Written instruction:
List each line in the items below that contains the string "maroon". Case counts.

==== Data records ====

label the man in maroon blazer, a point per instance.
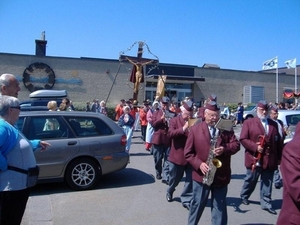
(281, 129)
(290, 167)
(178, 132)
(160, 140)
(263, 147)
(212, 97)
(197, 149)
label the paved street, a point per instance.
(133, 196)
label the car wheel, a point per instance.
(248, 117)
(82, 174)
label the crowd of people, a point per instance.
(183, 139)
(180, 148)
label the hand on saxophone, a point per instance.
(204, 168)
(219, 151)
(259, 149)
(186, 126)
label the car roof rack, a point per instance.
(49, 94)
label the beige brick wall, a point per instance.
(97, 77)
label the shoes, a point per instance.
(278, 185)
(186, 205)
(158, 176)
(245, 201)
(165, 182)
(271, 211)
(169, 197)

====
==== Data records ====

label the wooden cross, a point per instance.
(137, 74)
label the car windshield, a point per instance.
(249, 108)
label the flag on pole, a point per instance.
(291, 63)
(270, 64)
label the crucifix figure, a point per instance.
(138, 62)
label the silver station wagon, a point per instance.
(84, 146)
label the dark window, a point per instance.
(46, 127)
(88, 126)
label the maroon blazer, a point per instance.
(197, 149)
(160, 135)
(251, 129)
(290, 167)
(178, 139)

====

Task output:
label the man in maroon blazer, a point per instance.
label the maroon blazer, a point per instance.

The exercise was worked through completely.